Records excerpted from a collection
::::::

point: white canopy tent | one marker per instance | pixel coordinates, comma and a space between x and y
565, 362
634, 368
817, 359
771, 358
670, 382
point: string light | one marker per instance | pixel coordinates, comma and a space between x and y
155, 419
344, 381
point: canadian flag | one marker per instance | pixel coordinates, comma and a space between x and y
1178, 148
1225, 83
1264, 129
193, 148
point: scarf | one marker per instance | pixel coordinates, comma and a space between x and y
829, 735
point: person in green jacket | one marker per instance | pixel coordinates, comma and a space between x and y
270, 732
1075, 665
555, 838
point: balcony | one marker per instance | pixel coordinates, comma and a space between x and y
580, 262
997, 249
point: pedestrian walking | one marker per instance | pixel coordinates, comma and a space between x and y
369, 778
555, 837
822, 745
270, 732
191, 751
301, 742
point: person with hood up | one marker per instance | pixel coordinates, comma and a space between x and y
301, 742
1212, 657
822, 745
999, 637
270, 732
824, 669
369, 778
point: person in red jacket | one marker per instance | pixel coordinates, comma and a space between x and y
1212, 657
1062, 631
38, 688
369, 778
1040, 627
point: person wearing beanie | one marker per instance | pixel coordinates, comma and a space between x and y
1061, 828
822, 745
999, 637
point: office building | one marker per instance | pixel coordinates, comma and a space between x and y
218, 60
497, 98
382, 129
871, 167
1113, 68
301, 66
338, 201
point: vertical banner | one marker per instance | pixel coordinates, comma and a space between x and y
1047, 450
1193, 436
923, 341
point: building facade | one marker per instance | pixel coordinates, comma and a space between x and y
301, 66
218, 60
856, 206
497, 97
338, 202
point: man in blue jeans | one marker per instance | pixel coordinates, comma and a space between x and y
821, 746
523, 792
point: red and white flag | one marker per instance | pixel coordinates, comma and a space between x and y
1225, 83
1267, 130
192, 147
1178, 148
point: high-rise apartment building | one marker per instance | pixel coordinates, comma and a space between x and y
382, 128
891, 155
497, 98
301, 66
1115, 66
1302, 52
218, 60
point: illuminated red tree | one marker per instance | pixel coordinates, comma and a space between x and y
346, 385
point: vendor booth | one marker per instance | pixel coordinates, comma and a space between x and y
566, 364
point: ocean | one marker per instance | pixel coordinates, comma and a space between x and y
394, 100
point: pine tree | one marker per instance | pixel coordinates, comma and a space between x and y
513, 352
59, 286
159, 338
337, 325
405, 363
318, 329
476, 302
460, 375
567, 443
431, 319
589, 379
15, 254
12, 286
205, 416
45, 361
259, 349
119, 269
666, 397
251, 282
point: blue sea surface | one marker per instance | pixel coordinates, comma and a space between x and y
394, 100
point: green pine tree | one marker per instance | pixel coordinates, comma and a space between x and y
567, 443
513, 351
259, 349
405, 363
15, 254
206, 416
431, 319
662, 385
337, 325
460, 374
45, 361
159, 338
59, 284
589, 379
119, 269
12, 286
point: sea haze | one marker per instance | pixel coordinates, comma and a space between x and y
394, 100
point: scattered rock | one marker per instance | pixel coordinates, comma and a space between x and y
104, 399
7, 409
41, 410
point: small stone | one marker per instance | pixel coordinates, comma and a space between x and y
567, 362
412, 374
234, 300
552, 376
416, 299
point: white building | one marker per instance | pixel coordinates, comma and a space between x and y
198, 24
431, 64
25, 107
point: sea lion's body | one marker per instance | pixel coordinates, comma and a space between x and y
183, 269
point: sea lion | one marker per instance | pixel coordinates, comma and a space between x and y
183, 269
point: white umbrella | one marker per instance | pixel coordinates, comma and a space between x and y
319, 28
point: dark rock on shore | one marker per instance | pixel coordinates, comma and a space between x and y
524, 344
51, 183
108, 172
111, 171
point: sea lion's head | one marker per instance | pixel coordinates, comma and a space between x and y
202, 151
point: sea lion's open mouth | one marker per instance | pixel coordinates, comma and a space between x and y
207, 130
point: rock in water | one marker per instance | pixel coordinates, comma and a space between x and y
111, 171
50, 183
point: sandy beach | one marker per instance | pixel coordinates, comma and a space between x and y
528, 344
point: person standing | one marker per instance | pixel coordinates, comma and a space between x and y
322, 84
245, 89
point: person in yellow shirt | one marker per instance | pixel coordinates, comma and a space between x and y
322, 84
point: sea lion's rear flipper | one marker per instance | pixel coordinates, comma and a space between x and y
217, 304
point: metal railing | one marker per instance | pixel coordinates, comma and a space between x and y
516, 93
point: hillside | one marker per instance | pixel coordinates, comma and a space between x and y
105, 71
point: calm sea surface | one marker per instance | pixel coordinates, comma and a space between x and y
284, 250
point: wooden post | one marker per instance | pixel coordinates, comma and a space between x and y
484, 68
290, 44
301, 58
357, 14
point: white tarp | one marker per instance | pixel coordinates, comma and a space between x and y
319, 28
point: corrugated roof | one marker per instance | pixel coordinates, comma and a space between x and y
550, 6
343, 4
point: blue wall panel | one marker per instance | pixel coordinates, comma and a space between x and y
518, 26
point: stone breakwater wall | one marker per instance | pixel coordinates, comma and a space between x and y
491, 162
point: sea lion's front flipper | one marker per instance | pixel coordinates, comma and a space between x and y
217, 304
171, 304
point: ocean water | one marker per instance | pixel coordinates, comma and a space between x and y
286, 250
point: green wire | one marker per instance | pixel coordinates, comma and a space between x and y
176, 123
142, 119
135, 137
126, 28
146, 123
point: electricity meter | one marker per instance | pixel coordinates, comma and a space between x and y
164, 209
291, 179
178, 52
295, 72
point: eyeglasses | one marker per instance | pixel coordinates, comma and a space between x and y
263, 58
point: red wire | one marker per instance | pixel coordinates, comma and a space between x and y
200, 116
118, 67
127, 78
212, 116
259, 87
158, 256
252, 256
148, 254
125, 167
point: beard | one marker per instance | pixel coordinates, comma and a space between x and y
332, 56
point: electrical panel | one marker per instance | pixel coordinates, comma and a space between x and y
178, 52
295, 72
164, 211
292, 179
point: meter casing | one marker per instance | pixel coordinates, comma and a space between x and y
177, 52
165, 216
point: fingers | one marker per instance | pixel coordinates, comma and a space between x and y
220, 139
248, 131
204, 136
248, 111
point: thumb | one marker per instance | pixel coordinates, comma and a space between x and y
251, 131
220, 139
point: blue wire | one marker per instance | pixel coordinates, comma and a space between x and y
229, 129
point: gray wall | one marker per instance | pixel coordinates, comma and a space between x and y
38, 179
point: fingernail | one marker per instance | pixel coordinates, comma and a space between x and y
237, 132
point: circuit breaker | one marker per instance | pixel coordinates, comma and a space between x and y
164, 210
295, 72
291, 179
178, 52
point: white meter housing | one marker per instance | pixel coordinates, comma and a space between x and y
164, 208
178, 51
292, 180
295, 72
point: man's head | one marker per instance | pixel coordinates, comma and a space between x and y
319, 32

::::::

- **EXERCISE DETAILS**
What is needed here is an exact reproduction of all the entries.

- **RESPONSE BELOW**
point: white canopy tent | one marker per instance | pixel coordinates, comma and a space between x and y
565, 362
634, 368
817, 359
771, 358
670, 382
point: string light | one marker per instance | pixel coordinates, comma and a space between x and y
155, 419
344, 381
point: canadian flag | one marker per instance | pixel coordinates, comma and a space between x and y
1178, 148
1225, 83
1264, 129
193, 148
point: scarf | one marker per instance | pixel coordinates, comma and a space between x and y
829, 735
point: person in green jacket | one marker per instance | pixel coordinates, comma and a space between x and y
270, 732
1075, 665
555, 838
point: balcony | one marker per instance | pixel coordinates, comma and a space between x and y
580, 262
997, 249
point: pedestrian walking | one marker per instance | pixel coordinates, comma and a space between x and y
369, 778
555, 837
822, 745
270, 732
191, 751
301, 742
point: person with hood up | one marker per instance | pixel coordinates, comma and a space between x and y
301, 742
1212, 657
822, 745
999, 637
270, 732
824, 669
369, 778
point: person in red jacket | one marker per instance | pixel coordinates, comma and a space between x and y
1212, 657
1062, 631
38, 688
369, 778
1040, 627
point: person wearing beanie | one marker per instance | pixel coordinates, comma and a space between x and y
1061, 828
822, 745
999, 637
point: office building | one marker per instance | pixel coordinates, comma and a space between x and y
218, 60
497, 98
382, 129
871, 167
1113, 68
301, 66
338, 201
point: vertical banner | one marker per instance | pixel coordinates, comma and a space between x and y
1047, 450
1193, 436
923, 341
point: building facade | one marker per instance | pixel coordinates, comma and a space between x and y
301, 66
218, 60
856, 206
497, 97
338, 202
point: man in blue jeans | one marker per instance | pixel coordinates, comma and a space between x and y
821, 746
523, 792
point: red and white flag | one marker per instance | pixel coordinates, comma and a space between x and y
1225, 83
1267, 130
192, 147
1178, 148
point: high-rise apartment building | one marker per instance | pixel coordinates, comma and a space between x and y
382, 128
891, 155
497, 98
301, 66
1115, 66
1302, 52
218, 60
point: illuminated red tree | one marker per instance | pixel coordinates, comma and a space between x and y
346, 385
point: vendor booth | one marker per instance | pixel coordinates, comma and a space between x and y
566, 364
point: ocean | one marker per instance | pixel coordinates, comma and a space between x and y
394, 100
point: pine tree | one marker per instance | pixel coordinates, comma and a space between x and y
513, 352
59, 286
159, 338
337, 325
405, 363
318, 329
476, 302
460, 375
567, 443
431, 319
589, 379
15, 254
12, 286
205, 416
45, 361
259, 349
119, 269
666, 397
251, 282
point: blue sea surface | one marker per instance | pixel coordinates, comma and a space between x and y
394, 100
point: green pine tree | one marker per instance | pixel coordinates, comma and a space between x and y
567, 443
513, 351
259, 349
405, 363
15, 254
206, 416
431, 319
662, 385
337, 325
460, 374
45, 361
159, 338
59, 284
589, 379
119, 269
12, 286
point: sea haze | one marker per instance | pixel coordinates, comma and a space between x and y
394, 100
point: scattered rock | one marker per instance | pixel coordinates, comma and a space between x and y
104, 399
7, 409
41, 410
point: small stone | one marker per instance | pixel coordinates, comma and a space between x and y
567, 362
412, 374
234, 300
552, 376
416, 299
point: white building | one marker per instance | pixel coordinates, comma and a space between x and y
198, 24
431, 64
25, 107
point: sea lion's body | one marker per instance | pixel coordinates, comma and a space between x and y
183, 269
point: sea lion | one marker per instance | pixel coordinates, comma and a space between x and y
183, 269
point: white umbrella | one marker per instance | pixel coordinates, comma and a space between x and y
319, 28
point: dark rock on shore | one marker per instance | pixel coordinates, comma and a space between x and y
524, 344
51, 183
108, 172
111, 171
point: sea lion's head | one marker per instance | pixel coordinates, comma and a space between x and y
202, 151
point: sea lion's open mouth | one marker per instance | pixel coordinates, comma and a space between x and y
207, 130
point: rock in water | one marker per instance | pixel coordinates, comma and a space between x and y
111, 171
50, 183
point: sandy beach | one marker per instance | pixel coordinates, comma and a space between x and y
528, 344
point: person standing | one marker per instance | pixel coordinates, comma and a space between x and y
322, 84
245, 89
point: person in yellow shirt | one marker per instance | pixel coordinates, comma and a space between x and y
322, 84
point: sea lion's rear flipper | one marker per instance | pixel coordinates, comma and a space between x and y
217, 304
point: metal railing | one marker per instance | pixel coordinates, comma and a space between x and y
516, 93
point: hillside | one marker per instance | pixel coordinates, comma and a space between x and y
105, 71
point: calm sea surface | one marker per instance | pixel coordinates, comma and a space between x and y
284, 250
point: wooden post | one marker per instance | pixel coordinates, comma and a space between x and y
484, 68
290, 44
301, 58
357, 14
point: white tarp | one marker per instance | pixel coordinates, comma and a space between x and y
319, 28
point: corrugated roof | one marker per instance | pixel coordinates, comma and a space between x and y
550, 6
343, 4
point: blue wall panel | one marker per instance | pixel coordinates, comma and a space between x and y
518, 26
point: stone breakwater wall | one marker per instance | pixel coordinates, comma and a space between x and y
491, 162
point: sea lion's front flipper | one marker per instance | pixel coordinates, comma and a space between x and y
217, 304
171, 304
point: ocean water | one marker per instance | pixel coordinates, comma and a space between x and y
286, 250
point: green wire | one marker per instance | pixel coordinates, comma and a space between x and y
176, 123
142, 119
135, 137
126, 28
146, 123
point: electricity meter | one marker per instance | pixel coordinates, comma and a space between x and y
164, 209
291, 179
178, 52
295, 72
point: eyeglasses | one marker per instance | pixel coordinates, comma and a space between x and y
263, 58
point: red wire | one marker per instance | pixel coordinates, comma and a space between x and y
200, 116
118, 67
127, 78
212, 116
259, 87
158, 256
252, 256
148, 254
125, 167
point: beard | one marker per instance | pixel coordinates, comma and a space between x and y
332, 56
point: electrical panel | one marker per instance | pixel coordinates, comma and a space between x and y
178, 52
295, 72
164, 211
292, 179
point: meter casing | one marker per instance | pixel coordinates, comma and a space between x and y
177, 52
165, 216
point: fingers | one marker per instance | pixel coordinates, comma and a space between x and y
220, 139
248, 131
204, 136
248, 111
point: thumb | one marker per instance | pixel coordinates, comma and a space between x and y
251, 131
220, 139
point: blue wire | one marker per instance | pixel coordinates, comma and a space between x and y
229, 129
point: gray wall | one marker per instance | pixel coordinates, comma and a space between x and y
38, 179
point: fingernail | one marker per instance | pixel coordinates, comma and a space between x and y
237, 132
point: circuit breaker | one marker per instance | pixel coordinates, comma and a space between x and y
164, 210
295, 72
291, 179
178, 52
point: white meter housing | one marker per instance | pixel coordinates, comma and a space between x and y
164, 208
178, 51
292, 180
295, 72
point: man's head | one marker per instance | pixel coordinates, comma and a space between x and y
319, 32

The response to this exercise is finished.